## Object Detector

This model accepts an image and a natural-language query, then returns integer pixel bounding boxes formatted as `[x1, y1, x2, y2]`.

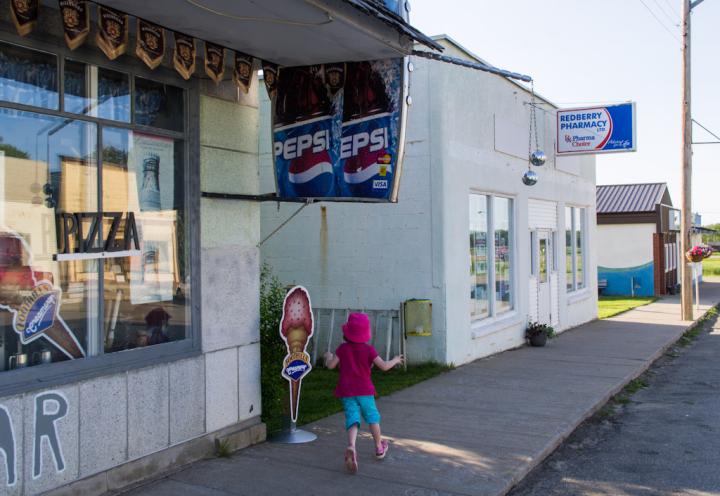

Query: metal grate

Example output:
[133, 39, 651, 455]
[405, 300, 432, 336]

━━━━━━━━━━━━━━━━━━━━

■ **What you are asked to do**: Update the entries above, swapping "metal grate" for "steel grating" and keeping everything else unchanged. Omit the pictures from your output.

■ **Answer to the exercise**:
## Object Detector

This model accepts an image and a natural-language query, then returns integer pixel bounding boxes formatted as `[x1, y1, x2, y2]`.


Query: steel grating

Example output:
[133, 39, 651, 455]
[405, 300, 432, 336]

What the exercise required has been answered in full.